::: Trecho fornecido :::
Aimó prossegue com Ifá e Exu ao seu lado, assistindo a cada história contada como se estivesse acontecendo diante de si. E assim ela conhece Iansã, a Orixá considerada hoje protetora do feminismo, deusa do vento, do raio, das tempestades, aquela que carrega os espíritos para o outro lado, para renascer.

"De um reino ao outro seu sopro percorria uma grande distância e chegava à forja e aviva o fogo.
E Ogum fabricava armas.
Quando a guerra ficava mais acirrada e a demanda de armamento aumentava, Iansã soprava mais forte."

Conhecendo a história Iansã e Xangô, no entanto, Aimó acaba passando por um situação inusitada, e com sua mania de acender tudo muito vivamente em sua cabeça, acaba por imaginar que causa um incêndio no reino de Xangô. A garota fica muito abalada e adoece.

Ifá e Exu levam a garota para Iemanjá, onde pela primeira vez Aimó interage como uma das Aiabás, a Orixá provavelmente mais popular no Brasil, deusa do mar, da maternidade e cuidadora do equilíbrio emocional, considerada mãe dos Orixás e de toda a humanidade. Lá eles contam com a ajuda também de Ossaim.

"Olorum não teve duvida:
nomeou Iemanjá mãe da cabeça de toda a humanidade.
::: Material :::
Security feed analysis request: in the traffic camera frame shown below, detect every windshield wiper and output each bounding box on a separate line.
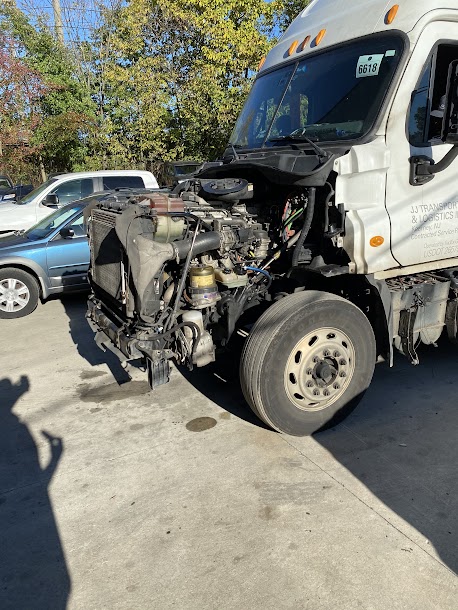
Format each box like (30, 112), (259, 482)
(267, 133), (331, 159)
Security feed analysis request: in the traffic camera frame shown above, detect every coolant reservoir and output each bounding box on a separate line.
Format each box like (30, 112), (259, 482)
(189, 265), (219, 309)
(182, 311), (215, 367)
(215, 267), (248, 288)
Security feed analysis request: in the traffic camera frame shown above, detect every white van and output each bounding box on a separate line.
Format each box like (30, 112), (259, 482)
(0, 170), (159, 233)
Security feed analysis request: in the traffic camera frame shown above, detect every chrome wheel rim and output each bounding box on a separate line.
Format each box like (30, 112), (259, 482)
(0, 277), (30, 313)
(284, 328), (355, 411)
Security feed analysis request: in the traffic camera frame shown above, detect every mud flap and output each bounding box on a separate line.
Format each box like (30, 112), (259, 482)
(399, 308), (420, 365)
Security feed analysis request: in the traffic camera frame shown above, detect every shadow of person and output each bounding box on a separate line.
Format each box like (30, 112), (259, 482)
(0, 375), (70, 610)
(61, 293), (130, 385)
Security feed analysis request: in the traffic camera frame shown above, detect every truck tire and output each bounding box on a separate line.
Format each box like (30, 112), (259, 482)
(240, 291), (376, 436)
(0, 267), (40, 319)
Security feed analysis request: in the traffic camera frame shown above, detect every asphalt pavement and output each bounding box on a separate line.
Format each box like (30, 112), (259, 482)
(0, 295), (458, 610)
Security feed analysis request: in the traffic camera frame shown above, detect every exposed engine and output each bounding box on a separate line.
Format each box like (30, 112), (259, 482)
(87, 178), (339, 387)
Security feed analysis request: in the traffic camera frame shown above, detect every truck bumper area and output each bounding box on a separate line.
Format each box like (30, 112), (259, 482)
(86, 299), (172, 390)
(86, 299), (145, 362)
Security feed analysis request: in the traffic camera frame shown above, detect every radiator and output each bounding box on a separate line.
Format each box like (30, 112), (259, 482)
(91, 209), (123, 301)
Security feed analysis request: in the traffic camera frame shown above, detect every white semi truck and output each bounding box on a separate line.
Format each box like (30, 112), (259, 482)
(88, 0), (458, 435)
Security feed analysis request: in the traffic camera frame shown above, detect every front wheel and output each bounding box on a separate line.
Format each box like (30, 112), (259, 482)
(0, 267), (40, 319)
(240, 291), (376, 436)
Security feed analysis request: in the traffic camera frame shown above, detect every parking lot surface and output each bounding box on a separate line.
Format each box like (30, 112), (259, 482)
(0, 296), (458, 610)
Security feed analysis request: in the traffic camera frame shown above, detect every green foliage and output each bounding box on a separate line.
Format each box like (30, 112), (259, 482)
(2, 8), (96, 172)
(0, 0), (308, 179)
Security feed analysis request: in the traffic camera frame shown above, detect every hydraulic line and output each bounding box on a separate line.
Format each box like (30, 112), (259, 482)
(292, 186), (316, 267)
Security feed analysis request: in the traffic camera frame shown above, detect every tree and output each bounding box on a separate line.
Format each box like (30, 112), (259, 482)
(2, 7), (97, 171)
(98, 0), (274, 161)
(0, 33), (47, 179)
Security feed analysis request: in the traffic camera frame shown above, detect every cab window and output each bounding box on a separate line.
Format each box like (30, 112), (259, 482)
(408, 45), (458, 147)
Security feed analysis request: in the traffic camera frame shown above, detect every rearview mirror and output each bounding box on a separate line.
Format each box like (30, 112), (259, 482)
(59, 227), (75, 239)
(43, 193), (59, 208)
(442, 60), (458, 145)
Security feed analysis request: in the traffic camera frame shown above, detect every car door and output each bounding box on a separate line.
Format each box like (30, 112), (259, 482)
(46, 212), (89, 289)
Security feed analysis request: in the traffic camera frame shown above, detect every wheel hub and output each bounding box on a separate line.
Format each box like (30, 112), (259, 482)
(0, 278), (30, 313)
(284, 328), (355, 411)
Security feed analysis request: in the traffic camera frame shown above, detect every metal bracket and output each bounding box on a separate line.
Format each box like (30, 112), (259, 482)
(146, 358), (170, 390)
(445, 299), (458, 344)
(398, 308), (420, 365)
(409, 155), (434, 186)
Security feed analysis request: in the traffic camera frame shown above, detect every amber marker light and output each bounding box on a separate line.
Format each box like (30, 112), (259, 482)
(315, 30), (326, 47)
(301, 36), (310, 51)
(288, 40), (299, 55)
(385, 4), (399, 25)
(369, 235), (385, 248)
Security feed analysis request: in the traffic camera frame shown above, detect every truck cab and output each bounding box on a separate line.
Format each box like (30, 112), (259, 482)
(88, 0), (458, 435)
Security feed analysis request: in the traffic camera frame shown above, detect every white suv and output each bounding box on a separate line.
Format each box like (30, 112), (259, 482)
(0, 170), (159, 233)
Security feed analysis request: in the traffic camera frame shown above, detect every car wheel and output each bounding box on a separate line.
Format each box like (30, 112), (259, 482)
(240, 291), (376, 436)
(0, 267), (39, 319)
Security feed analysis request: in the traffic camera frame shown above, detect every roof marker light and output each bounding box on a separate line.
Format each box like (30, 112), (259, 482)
(369, 235), (385, 248)
(385, 4), (399, 25)
(300, 36), (310, 51)
(315, 30), (326, 47)
(288, 40), (299, 55)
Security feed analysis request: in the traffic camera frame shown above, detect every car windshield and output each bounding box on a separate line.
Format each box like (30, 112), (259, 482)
(25, 205), (81, 240)
(15, 178), (57, 205)
(230, 35), (404, 148)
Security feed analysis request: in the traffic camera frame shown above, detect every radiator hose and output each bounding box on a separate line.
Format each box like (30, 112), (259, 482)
(292, 186), (316, 267)
(171, 231), (221, 259)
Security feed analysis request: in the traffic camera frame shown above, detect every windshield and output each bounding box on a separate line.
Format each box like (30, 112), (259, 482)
(25, 205), (81, 240)
(14, 179), (57, 205)
(230, 35), (403, 148)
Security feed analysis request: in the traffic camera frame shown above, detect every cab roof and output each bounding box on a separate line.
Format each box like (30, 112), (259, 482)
(262, 0), (458, 70)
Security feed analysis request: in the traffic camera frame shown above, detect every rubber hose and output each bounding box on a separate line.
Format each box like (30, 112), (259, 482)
(172, 231), (221, 259)
(292, 187), (316, 267)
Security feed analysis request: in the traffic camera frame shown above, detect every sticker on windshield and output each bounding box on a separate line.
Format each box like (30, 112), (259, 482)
(356, 55), (384, 78)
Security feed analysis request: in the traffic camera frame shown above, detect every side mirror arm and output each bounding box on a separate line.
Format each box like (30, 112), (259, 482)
(409, 144), (458, 186)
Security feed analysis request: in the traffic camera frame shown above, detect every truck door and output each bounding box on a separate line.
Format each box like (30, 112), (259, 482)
(386, 22), (458, 266)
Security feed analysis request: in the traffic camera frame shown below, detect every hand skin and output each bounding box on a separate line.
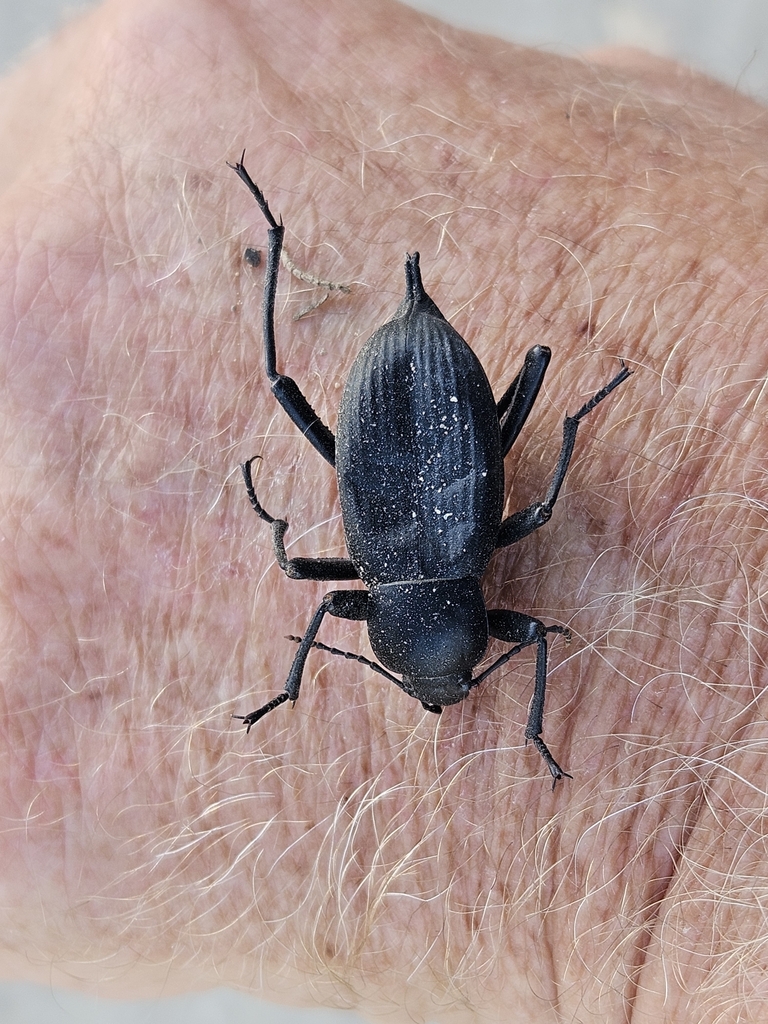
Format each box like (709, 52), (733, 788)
(0, 0), (768, 1024)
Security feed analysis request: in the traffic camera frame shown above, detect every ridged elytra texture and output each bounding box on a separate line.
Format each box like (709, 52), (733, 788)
(336, 276), (504, 586)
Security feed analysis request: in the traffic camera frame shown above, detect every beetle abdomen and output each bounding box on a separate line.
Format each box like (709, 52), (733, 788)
(336, 257), (504, 584)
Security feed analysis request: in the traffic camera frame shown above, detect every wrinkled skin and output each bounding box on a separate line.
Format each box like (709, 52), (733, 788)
(0, 0), (768, 1024)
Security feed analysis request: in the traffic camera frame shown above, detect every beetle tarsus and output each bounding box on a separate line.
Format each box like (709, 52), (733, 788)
(232, 693), (295, 735)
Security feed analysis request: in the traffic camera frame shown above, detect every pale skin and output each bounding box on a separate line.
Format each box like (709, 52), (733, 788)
(0, 0), (768, 1024)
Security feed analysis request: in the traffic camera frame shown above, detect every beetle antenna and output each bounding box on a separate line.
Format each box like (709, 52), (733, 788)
(286, 634), (401, 686)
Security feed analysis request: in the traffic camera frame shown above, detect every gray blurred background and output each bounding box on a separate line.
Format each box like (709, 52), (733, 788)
(0, 0), (768, 1024)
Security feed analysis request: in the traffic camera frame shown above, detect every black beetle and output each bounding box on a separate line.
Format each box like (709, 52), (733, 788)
(228, 153), (631, 787)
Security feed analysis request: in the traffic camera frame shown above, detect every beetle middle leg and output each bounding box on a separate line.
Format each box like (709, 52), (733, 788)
(496, 362), (632, 548)
(232, 593), (369, 732)
(240, 455), (359, 580)
(483, 608), (572, 790)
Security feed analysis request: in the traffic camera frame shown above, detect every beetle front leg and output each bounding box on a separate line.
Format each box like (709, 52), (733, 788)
(232, 590), (369, 732)
(496, 362), (632, 548)
(227, 151), (336, 466)
(487, 608), (572, 790)
(240, 455), (359, 581)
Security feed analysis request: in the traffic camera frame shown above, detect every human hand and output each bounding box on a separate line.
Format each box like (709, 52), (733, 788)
(0, 0), (768, 1022)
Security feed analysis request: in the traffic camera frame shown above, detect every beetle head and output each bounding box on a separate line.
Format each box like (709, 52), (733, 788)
(400, 671), (472, 711)
(368, 579), (488, 707)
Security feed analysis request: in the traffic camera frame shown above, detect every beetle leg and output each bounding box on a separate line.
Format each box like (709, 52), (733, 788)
(496, 361), (632, 548)
(227, 150), (336, 466)
(232, 590), (369, 732)
(483, 608), (572, 790)
(496, 345), (552, 458)
(240, 455), (359, 581)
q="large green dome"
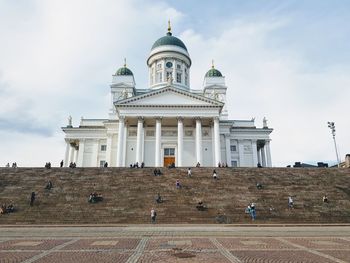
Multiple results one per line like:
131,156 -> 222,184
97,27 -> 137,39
205,67 -> 222,77
115,65 -> 134,76
152,32 -> 187,51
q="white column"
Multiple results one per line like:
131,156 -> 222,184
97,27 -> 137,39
154,118 -> 162,167
260,146 -> 266,167
64,141 -> 70,167
116,117 -> 125,167
172,59 -> 177,83
141,127 -> 145,165
265,141 -> 272,167
214,117 -> 221,166
90,140 -> 100,167
77,139 -> 85,167
73,147 -> 78,164
252,140 -> 259,167
121,126 -> 129,167
238,140 -> 245,167
106,133 -> 113,166
135,117 -> 143,165
225,134 -> 231,167
69,145 -> 74,163
196,118 -> 202,165
177,117 -> 184,167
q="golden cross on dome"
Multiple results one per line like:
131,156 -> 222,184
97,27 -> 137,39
168,19 -> 171,32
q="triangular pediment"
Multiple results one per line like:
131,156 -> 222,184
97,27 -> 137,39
116,86 -> 223,107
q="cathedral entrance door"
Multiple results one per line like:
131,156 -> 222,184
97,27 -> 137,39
164,148 -> 175,167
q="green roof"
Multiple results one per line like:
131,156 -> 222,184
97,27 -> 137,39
115,66 -> 134,76
152,32 -> 187,51
205,67 -> 222,77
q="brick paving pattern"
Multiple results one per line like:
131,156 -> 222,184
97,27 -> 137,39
0,227 -> 350,263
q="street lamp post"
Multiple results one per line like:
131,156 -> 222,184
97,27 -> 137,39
328,122 -> 340,167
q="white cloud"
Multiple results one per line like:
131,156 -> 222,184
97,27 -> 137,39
0,0 -> 350,166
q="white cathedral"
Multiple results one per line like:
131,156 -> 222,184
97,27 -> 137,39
62,23 -> 272,167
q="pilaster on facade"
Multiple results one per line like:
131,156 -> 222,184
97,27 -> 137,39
252,140 -> 259,167
116,116 -> 125,167
238,140 -> 245,167
196,117 -> 202,164
225,134 -> 231,167
106,133 -> 113,166
265,140 -> 272,167
214,117 -> 221,166
135,117 -> 143,165
177,117 -> 184,167
260,146 -> 267,167
77,139 -> 85,167
64,140 -> 70,167
154,117 -> 162,167
91,140 -> 99,167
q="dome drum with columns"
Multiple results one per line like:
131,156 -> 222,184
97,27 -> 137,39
62,23 -> 272,167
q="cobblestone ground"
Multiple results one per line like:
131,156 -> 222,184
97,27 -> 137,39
0,227 -> 350,263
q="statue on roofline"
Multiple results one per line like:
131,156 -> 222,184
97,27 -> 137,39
263,117 -> 268,128
67,115 -> 73,127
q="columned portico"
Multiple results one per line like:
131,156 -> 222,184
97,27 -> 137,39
135,117 -> 143,164
196,118 -> 202,164
265,141 -> 272,167
69,145 -> 75,163
260,146 -> 266,167
177,117 -> 184,167
77,139 -> 85,167
116,117 -> 125,167
252,140 -> 259,167
214,117 -> 221,166
64,140 -> 71,167
154,118 -> 162,167
258,148 -> 262,165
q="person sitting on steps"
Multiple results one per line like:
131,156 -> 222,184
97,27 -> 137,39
256,183 -> 262,190
213,169 -> 218,180
45,180 -> 52,190
187,168 -> 192,177
196,200 -> 207,211
156,193 -> 163,204
176,179 -> 181,189
322,195 -> 328,203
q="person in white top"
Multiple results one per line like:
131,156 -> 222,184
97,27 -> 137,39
187,168 -> 192,177
151,208 -> 157,224
213,170 -> 218,180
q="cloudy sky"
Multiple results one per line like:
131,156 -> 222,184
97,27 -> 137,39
0,0 -> 350,166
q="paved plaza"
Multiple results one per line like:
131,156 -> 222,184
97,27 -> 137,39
0,225 -> 350,263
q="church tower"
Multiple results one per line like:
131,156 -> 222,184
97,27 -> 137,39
147,21 -> 192,90
203,61 -> 228,120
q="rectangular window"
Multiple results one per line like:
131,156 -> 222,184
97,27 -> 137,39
164,148 -> 175,156
176,73 -> 181,83
231,161 -> 238,167
157,72 -> 163,82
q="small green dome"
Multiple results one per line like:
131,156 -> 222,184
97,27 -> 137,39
115,66 -> 134,76
205,67 -> 222,77
151,32 -> 187,51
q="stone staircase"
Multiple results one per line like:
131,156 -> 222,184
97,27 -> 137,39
0,168 -> 350,224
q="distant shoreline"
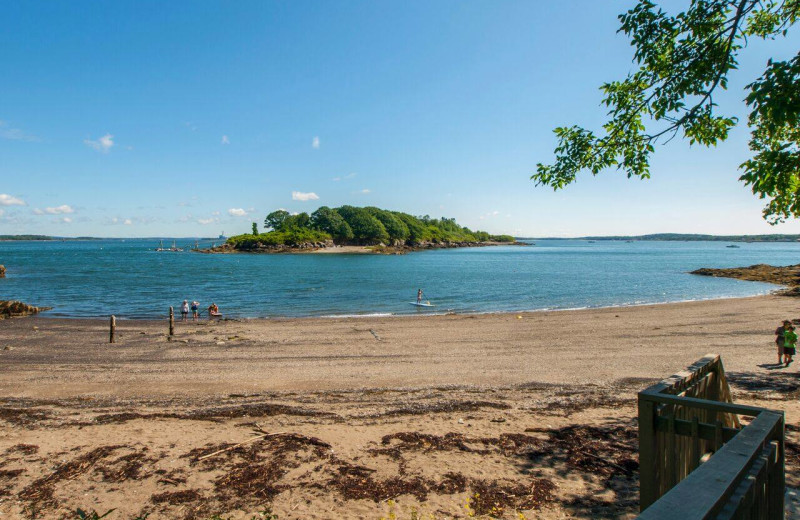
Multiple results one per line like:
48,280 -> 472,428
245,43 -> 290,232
515,233 -> 800,243
194,241 -> 530,255
0,233 -> 800,243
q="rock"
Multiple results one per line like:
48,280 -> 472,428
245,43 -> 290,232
0,300 -> 52,320
691,264 -> 800,293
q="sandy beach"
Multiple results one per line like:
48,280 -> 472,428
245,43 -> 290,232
0,296 -> 800,519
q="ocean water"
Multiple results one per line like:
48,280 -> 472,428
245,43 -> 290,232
0,239 -> 800,318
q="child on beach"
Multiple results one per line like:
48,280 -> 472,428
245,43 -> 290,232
783,323 -> 797,367
775,320 -> 792,365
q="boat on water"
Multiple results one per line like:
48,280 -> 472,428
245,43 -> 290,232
156,240 -> 183,253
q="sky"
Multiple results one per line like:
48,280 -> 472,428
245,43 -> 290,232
0,0 -> 800,237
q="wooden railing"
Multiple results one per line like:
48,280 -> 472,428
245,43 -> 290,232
639,354 -> 785,520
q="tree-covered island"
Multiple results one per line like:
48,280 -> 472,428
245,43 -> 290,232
207,206 -> 517,253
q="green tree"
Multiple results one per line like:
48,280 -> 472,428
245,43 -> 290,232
281,212 -> 311,229
311,206 -> 353,242
395,213 -> 431,244
364,207 -> 409,242
336,206 -> 389,244
531,0 -> 800,224
264,209 -> 291,231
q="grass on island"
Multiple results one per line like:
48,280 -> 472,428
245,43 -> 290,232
227,206 -> 515,249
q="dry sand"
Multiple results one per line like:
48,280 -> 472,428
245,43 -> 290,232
0,296 -> 800,520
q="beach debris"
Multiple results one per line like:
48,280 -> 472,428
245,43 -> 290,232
197,432 -> 286,462
17,445 -> 125,507
0,300 -> 52,320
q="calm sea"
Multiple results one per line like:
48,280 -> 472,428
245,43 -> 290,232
0,239 -> 800,318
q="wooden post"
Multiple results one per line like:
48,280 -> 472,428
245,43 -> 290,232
638,394 -> 658,511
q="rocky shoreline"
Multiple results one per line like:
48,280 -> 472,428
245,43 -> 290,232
197,240 -> 528,255
690,264 -> 800,296
0,300 -> 52,320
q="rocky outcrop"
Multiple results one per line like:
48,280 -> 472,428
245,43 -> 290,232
198,240 -> 527,255
0,300 -> 52,320
691,264 -> 800,296
199,240 -> 334,253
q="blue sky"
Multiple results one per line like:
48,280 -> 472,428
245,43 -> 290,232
0,0 -> 800,237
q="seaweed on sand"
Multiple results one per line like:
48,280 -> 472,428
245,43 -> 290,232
470,478 -> 556,517
17,445 -> 126,506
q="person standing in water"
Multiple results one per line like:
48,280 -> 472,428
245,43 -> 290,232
783,323 -> 797,367
775,320 -> 792,365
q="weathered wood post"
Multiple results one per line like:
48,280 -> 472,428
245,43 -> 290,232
638,393 -> 658,511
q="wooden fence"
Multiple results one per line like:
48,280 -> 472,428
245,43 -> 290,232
639,354 -> 785,520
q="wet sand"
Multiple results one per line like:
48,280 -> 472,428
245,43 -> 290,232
0,296 -> 800,519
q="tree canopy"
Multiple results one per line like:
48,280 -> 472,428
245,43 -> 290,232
531,0 -> 800,224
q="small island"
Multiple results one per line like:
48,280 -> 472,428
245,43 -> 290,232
201,206 -> 519,254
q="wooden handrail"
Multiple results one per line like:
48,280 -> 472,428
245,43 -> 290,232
638,354 -> 785,520
638,410 -> 783,520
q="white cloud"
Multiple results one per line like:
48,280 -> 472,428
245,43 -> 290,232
292,191 -> 319,202
40,204 -> 75,215
83,134 -> 114,153
0,193 -> 27,206
0,121 -> 40,142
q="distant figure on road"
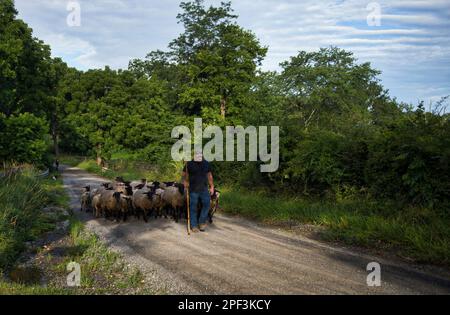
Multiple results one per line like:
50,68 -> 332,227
183,153 -> 214,233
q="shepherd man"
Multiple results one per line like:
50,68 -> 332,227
183,152 -> 214,233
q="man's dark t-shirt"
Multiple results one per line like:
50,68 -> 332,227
183,160 -> 211,193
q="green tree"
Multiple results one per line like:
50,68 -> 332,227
169,0 -> 267,121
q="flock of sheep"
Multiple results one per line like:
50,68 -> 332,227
81,177 -> 220,223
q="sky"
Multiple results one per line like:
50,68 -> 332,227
16,0 -> 450,105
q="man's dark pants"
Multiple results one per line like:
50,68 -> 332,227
189,190 -> 211,228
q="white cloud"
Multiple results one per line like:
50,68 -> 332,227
16,0 -> 450,105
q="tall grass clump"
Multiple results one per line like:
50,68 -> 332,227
0,169 -> 50,271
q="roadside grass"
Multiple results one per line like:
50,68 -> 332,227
0,168 -> 67,272
221,188 -> 450,266
47,217 -> 154,294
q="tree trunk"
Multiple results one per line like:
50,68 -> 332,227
52,117 -> 59,159
220,97 -> 227,119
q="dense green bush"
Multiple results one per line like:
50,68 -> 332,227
0,113 -> 48,165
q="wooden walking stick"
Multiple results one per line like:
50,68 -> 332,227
184,162 -> 191,235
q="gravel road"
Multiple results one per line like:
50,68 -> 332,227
63,167 -> 450,294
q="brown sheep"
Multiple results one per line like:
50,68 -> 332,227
100,190 -> 121,219
132,189 -> 154,222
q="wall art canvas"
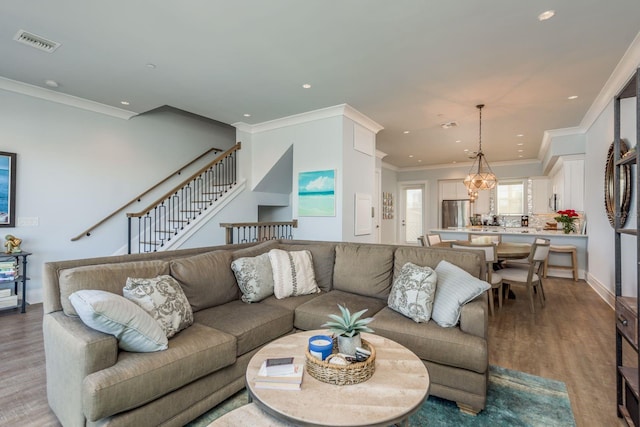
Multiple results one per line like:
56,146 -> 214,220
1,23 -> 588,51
0,151 -> 16,227
298,170 -> 336,216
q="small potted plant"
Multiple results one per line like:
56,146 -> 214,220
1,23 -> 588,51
322,304 -> 373,356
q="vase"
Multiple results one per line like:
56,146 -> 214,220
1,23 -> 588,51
338,334 -> 362,356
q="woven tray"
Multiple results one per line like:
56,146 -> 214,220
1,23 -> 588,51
306,339 -> 376,385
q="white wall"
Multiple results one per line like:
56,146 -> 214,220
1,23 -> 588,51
585,98 -> 637,301
0,90 -> 235,303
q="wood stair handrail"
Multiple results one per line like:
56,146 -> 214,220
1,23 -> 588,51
71,147 -> 222,242
127,142 -> 241,218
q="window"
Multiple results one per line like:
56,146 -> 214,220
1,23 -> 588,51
497,181 -> 524,215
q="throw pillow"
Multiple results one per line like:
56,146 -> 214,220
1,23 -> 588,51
69,289 -> 168,352
431,260 -> 491,327
231,253 -> 273,303
388,262 -> 438,323
269,249 -> 320,299
122,275 -> 193,338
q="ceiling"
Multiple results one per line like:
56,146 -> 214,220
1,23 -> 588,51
0,0 -> 640,168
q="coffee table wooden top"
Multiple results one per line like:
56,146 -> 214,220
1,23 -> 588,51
246,331 -> 430,426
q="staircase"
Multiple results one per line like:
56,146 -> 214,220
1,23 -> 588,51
127,143 -> 240,253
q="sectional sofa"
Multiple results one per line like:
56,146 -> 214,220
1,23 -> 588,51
43,240 -> 488,426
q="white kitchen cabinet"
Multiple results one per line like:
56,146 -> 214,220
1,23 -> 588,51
531,177 -> 553,214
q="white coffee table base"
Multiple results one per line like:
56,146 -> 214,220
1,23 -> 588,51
246,331 -> 429,427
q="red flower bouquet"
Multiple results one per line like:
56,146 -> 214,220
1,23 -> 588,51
554,209 -> 580,234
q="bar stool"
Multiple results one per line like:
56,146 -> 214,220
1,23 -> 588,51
543,245 -> 578,282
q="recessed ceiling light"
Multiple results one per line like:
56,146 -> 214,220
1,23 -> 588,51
538,10 -> 556,22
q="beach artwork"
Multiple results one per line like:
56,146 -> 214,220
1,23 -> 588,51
298,170 -> 336,216
0,152 -> 16,227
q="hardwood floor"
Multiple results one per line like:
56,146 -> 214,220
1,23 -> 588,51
0,278 -> 625,427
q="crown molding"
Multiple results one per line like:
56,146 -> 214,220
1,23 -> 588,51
231,104 -> 384,133
0,77 -> 138,120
:::
• _Tarefas a cumprir_
1 - As afirmações abaixo concordam com o trecho sobre Aimó e os Orixás? Responda sim ou não para cada uma e cite literalmente as palavras do trecho que decidem. (a) Iansã é considerada deusa do vento, do raio e das tempestades. (b) Aimó de fato provoca um incêndio no reino de Xangô. (c) Ifá e Exu levam a garota doente para Oxum.
2 - Leve adiante o trecho sobre Aimó e os Orixás a partir do ponto em que ele para.

• _Respostas das tarefas_
1 -
(a) Sim: "deusa do vento, do raio, das tempestades".
(b) Não: "acaba por imaginar que causa um incêndio no reino de Xangô".
(c) Não: "Ifá e Exu levam a garota para Iemanjá".

2 -
E não há lugar no mundo
em que seu nome hoje não seja venerado. "

Finalmente curada, a viagem prossegue, sendo que Aimó fica cada vez mais indecisa diante de tantas Aiabás incríveis e de personagens distintas. Ela conhece ainda mitos sobre Obá, a Orixá dos serviços domésticos, e Nanã, deusa da lama, senhora da sabedoria, além de diversos outros Orixás masculinos e também os sem sexo, ou que podem ser homem e mulher ao mesmo tempo.

Chegada a data marcada, com todos os Orixás reunidos, Aimó deve fazer sua escolha para voltar à vida na Terra. A garota, mais inteligente e entedida, depois de tudo que ouviu e presenciou finalmente faz a sua esperada passagem para o Aiê.

Após a leitura, uma nota do autor finaliza explicações, e os apêndices de glossário de termos em Iorubá, nome dos Orixás principais e esquema do Oráculo fecham com chave de ouro. "Aimó" é um belíssimo resgate cultural afrobrasileiro, e possui grande potencial para iniciar pessoas à cultura Iorubá e do Candomblé, desmistificando preconceitos e imagens negativas, e transformando tudo isso num incrível "conto de Orixás".

"Nesses momentos de alegria e veneração, homens e mulheres e seus pais e mães Orixás
comemoram a reunião do Orum com o Aiê. Enquanto dura o toque dos tambores,
o mundo dos Orixás e o mundo dos humanos, o Céu e a Terra,
tornam-se de novo um mundo só."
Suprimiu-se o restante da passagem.